OBJECTIVE:
Return the lines beginning at the one that contains "The component shall return one point per instance of the street" and continuing to the end of the entries, including both ends, exactly as written and nothing else.

SOURCE RECORDS:
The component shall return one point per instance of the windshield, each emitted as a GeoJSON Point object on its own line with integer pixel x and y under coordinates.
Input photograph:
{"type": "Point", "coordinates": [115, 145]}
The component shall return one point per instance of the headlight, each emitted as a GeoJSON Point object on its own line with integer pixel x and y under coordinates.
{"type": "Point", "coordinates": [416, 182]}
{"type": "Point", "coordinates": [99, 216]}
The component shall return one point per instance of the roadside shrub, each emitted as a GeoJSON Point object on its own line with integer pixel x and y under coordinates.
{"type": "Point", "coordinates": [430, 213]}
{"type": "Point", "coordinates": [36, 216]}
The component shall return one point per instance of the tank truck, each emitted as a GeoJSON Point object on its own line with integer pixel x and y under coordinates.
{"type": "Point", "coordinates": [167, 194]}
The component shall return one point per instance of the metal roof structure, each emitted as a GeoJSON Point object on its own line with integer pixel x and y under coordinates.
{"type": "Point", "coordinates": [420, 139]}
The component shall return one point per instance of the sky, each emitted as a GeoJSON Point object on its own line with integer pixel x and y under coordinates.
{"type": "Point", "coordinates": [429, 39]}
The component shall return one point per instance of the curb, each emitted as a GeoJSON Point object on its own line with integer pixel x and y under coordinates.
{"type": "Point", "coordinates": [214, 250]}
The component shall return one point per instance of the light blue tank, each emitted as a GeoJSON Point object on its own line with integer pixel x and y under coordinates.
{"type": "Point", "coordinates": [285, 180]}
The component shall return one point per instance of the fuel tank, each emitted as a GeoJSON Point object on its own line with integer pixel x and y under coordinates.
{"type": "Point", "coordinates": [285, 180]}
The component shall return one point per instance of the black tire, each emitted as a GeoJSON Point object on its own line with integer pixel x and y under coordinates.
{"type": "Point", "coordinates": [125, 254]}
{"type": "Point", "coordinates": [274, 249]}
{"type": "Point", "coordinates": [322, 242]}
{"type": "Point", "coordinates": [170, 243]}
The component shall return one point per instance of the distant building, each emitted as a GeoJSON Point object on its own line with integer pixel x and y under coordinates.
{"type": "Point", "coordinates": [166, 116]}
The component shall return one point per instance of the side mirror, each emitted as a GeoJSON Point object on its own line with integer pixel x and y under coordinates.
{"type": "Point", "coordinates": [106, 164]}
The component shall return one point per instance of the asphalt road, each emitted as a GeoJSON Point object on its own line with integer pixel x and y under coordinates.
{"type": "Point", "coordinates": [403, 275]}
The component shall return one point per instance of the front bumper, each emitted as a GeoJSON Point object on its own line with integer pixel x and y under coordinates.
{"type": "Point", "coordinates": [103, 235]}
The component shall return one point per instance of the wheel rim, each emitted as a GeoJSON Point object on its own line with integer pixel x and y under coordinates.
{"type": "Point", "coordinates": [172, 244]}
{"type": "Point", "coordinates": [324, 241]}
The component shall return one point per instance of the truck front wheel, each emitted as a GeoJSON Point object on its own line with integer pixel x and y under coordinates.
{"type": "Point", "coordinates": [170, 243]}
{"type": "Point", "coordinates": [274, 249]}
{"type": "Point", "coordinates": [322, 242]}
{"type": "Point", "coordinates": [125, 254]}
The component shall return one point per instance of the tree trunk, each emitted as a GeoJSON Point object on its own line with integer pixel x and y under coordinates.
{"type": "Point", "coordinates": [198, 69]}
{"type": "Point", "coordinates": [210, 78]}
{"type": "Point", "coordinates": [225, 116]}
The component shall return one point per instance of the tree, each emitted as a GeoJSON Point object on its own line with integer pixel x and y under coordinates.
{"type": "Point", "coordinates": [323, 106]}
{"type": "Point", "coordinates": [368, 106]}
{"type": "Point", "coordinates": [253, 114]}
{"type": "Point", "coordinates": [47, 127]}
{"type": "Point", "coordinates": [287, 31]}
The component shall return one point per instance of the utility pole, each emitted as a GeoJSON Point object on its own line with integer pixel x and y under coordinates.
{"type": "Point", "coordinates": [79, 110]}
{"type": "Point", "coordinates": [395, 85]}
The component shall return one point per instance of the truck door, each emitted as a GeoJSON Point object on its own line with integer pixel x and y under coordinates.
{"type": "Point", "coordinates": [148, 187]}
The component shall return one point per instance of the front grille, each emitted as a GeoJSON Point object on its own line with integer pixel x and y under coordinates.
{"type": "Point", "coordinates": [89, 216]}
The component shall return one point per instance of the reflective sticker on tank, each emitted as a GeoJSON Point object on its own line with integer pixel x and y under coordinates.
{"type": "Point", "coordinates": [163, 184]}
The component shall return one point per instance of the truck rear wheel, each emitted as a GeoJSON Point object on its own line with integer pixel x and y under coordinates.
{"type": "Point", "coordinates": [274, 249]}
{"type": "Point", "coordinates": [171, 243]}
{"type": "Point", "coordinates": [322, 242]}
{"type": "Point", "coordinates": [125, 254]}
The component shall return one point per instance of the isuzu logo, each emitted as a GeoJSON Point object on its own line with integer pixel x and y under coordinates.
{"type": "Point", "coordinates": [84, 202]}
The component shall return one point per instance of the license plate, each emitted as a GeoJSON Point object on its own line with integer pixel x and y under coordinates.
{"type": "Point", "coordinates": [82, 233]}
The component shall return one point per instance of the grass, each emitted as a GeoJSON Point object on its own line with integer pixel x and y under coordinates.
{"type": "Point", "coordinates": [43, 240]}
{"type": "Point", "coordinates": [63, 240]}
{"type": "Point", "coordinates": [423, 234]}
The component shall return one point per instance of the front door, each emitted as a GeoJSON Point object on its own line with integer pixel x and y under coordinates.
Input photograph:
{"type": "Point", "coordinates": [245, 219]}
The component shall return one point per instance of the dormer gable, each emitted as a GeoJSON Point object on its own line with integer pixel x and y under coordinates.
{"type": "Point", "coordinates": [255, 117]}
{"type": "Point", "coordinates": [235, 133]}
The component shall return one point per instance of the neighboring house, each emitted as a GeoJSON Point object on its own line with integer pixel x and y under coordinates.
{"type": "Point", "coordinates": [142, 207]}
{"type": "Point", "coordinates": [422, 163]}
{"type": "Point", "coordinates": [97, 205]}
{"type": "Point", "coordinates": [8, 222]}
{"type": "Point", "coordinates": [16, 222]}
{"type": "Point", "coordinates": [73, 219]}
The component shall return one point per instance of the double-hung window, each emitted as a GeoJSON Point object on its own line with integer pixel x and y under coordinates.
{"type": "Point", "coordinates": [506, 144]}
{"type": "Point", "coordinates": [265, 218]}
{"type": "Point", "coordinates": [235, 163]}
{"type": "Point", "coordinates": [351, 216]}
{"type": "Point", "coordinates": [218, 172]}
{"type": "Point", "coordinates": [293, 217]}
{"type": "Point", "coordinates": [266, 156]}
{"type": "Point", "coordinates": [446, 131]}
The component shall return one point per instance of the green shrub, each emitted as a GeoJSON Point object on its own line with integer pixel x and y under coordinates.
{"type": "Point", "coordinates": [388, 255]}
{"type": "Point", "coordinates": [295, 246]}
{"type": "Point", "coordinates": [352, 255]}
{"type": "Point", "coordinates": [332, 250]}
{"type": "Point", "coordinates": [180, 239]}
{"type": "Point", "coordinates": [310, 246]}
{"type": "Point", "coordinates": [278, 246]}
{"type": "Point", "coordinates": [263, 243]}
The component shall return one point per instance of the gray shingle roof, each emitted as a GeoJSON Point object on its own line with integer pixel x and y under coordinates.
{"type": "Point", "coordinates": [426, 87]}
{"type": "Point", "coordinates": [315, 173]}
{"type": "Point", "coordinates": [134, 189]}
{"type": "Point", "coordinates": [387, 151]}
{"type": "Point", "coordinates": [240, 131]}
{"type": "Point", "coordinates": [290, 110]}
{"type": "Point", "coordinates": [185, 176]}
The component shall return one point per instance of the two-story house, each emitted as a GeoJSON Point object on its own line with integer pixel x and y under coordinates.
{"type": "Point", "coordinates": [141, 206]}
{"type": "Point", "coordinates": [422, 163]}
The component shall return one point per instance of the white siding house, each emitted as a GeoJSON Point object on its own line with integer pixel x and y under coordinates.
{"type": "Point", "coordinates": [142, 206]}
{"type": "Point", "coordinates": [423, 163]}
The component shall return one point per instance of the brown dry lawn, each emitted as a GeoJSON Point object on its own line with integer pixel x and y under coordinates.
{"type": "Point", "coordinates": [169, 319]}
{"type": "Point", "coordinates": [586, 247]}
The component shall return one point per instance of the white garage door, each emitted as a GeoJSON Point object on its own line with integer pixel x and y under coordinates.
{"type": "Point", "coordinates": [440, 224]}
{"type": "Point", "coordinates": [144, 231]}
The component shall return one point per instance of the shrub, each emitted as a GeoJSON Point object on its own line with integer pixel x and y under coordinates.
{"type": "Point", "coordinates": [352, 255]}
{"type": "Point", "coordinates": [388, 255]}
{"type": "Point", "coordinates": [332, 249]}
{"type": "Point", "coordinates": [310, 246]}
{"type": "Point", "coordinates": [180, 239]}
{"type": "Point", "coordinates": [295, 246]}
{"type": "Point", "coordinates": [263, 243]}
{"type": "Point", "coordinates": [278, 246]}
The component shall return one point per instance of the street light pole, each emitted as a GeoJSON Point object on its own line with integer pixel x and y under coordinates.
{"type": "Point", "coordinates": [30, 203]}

SOLUTION:
The component shall return one point per instance of the street light pole, each emitted as a GeoJSON Point object on its own line with integer pixel x and y under coordinates.
{"type": "Point", "coordinates": [30, 203]}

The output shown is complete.